Directions. Write out everything from the line with "Segment each target" down to the line with "box: [682, 424, 800, 489]" in the records below, replacing "rough mask" with "coarse mask" and changing nothing else.
════
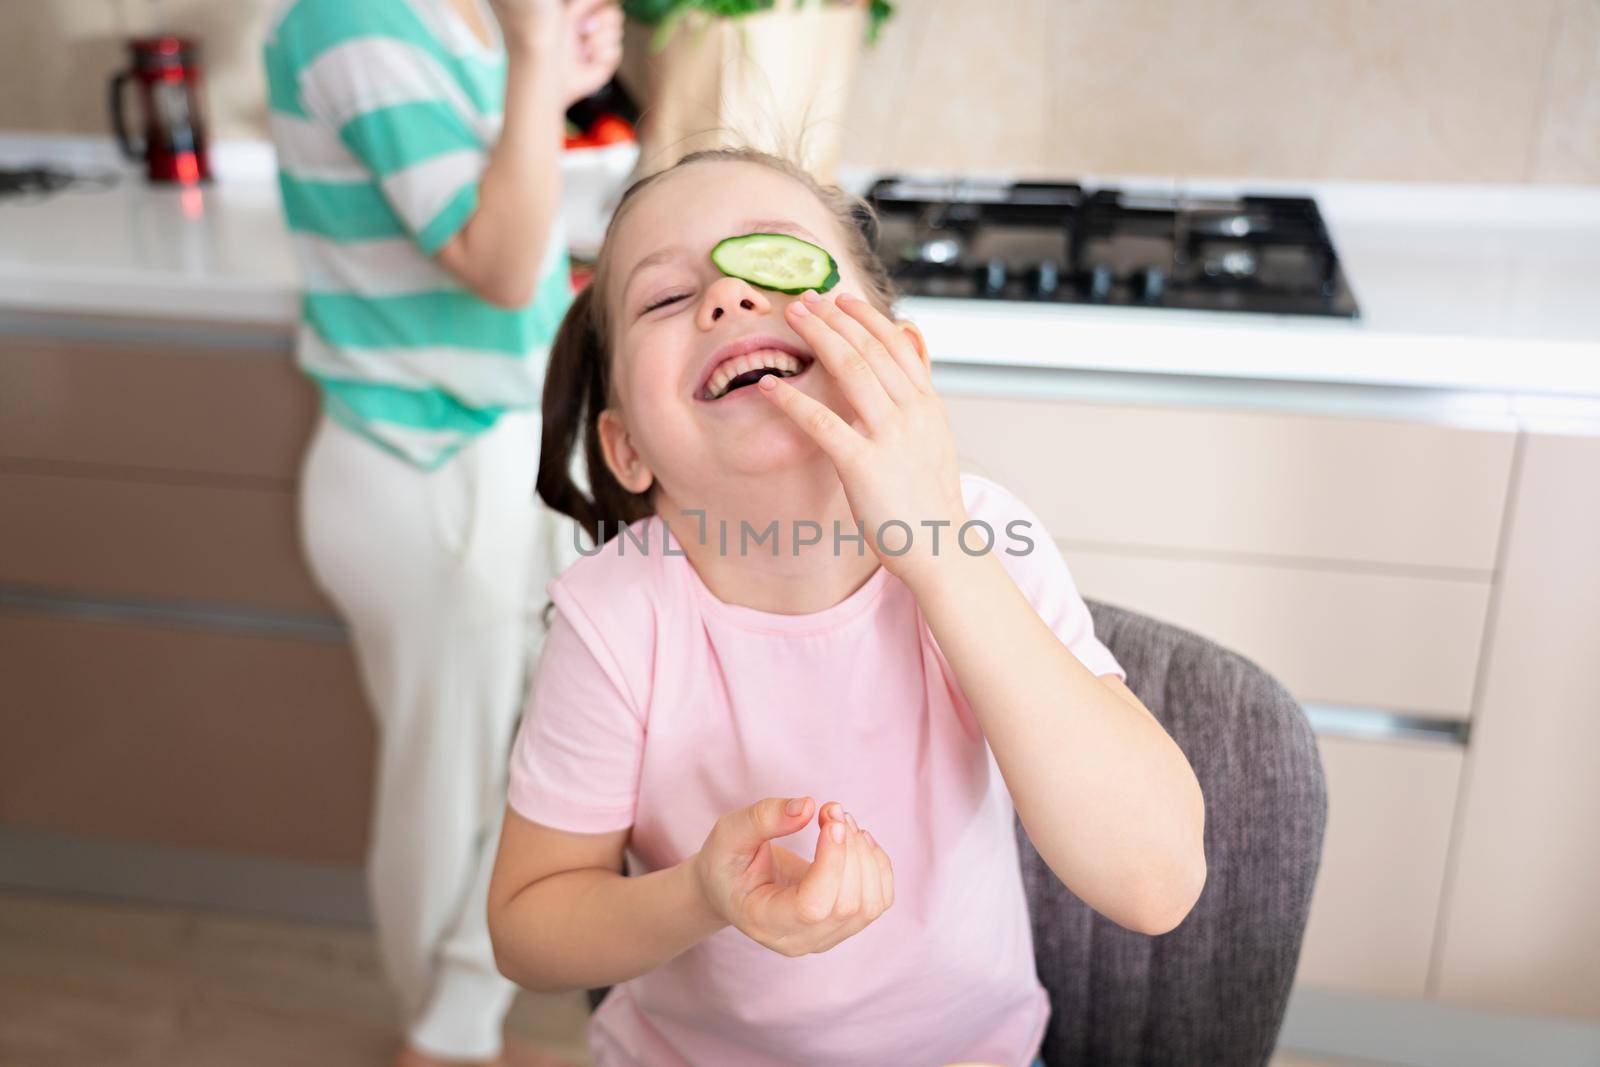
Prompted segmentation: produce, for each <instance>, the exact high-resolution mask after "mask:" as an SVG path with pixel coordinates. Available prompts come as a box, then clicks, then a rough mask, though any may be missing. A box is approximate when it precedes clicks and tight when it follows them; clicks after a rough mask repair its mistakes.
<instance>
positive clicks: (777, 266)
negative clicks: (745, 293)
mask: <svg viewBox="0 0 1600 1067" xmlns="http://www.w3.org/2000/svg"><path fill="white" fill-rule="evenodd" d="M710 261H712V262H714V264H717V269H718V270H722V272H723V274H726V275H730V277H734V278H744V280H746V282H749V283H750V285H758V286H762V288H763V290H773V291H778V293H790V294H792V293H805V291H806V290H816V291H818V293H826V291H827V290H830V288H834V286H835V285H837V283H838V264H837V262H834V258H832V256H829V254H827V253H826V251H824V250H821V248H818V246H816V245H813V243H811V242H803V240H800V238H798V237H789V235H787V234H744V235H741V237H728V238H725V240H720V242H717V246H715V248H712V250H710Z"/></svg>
════
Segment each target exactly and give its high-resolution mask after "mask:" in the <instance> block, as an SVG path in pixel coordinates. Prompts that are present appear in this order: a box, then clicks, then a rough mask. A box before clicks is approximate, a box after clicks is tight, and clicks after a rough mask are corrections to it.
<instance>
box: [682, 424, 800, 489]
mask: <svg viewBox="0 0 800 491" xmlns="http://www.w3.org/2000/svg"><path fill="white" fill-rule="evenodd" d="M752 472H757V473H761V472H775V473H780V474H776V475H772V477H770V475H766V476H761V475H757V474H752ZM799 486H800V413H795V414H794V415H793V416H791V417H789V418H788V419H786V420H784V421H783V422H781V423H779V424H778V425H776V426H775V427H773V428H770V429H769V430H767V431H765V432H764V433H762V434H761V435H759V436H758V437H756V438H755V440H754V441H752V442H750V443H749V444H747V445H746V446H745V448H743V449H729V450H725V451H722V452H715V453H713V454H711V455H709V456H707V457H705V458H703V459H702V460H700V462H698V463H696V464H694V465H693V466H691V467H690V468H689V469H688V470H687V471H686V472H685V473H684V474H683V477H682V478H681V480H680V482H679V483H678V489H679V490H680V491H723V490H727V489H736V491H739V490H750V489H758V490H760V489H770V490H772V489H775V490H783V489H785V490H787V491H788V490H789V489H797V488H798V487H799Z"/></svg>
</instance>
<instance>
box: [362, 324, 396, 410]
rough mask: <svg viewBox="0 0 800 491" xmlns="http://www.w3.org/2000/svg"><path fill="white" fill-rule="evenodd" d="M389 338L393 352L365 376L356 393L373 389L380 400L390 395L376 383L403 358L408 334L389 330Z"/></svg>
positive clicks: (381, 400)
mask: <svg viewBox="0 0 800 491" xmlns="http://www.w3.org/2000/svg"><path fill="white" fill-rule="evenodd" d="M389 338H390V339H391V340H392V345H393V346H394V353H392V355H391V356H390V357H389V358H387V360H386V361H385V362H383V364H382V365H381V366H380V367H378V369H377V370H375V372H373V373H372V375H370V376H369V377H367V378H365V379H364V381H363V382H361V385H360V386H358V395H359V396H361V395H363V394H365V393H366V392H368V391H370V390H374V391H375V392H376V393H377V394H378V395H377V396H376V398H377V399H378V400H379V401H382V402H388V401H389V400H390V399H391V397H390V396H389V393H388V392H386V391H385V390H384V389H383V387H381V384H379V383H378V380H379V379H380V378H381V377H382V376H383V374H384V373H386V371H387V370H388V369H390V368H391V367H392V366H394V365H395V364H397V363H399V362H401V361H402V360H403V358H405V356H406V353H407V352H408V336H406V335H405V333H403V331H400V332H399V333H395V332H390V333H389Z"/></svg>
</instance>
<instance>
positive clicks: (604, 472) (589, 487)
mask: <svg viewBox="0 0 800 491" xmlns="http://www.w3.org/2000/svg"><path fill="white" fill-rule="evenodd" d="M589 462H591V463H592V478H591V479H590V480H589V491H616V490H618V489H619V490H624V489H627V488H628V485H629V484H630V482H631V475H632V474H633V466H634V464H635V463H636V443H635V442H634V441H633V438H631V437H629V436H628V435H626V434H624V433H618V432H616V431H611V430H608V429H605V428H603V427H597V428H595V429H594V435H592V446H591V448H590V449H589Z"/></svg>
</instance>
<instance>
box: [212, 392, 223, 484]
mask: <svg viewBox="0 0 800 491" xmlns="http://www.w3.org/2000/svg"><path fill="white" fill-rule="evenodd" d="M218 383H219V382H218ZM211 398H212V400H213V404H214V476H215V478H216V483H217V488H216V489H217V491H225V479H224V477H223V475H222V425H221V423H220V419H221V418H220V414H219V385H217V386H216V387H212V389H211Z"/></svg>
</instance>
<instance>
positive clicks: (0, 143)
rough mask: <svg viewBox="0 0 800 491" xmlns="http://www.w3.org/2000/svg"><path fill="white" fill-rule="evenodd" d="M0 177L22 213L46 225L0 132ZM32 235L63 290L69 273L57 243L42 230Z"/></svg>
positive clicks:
════
Solution below.
Segment each target exactly and give its high-resolution mask after "mask:" in the <instance> block, as an SVG path in pixel coordinates. Prompts that are present appear in this order: a box, then clicks, then a coarse mask. A box before clicks is approximate, a box after clicks is tight, and clicks after a coarse mask are corrections to it.
<instance>
box: [682, 424, 800, 489]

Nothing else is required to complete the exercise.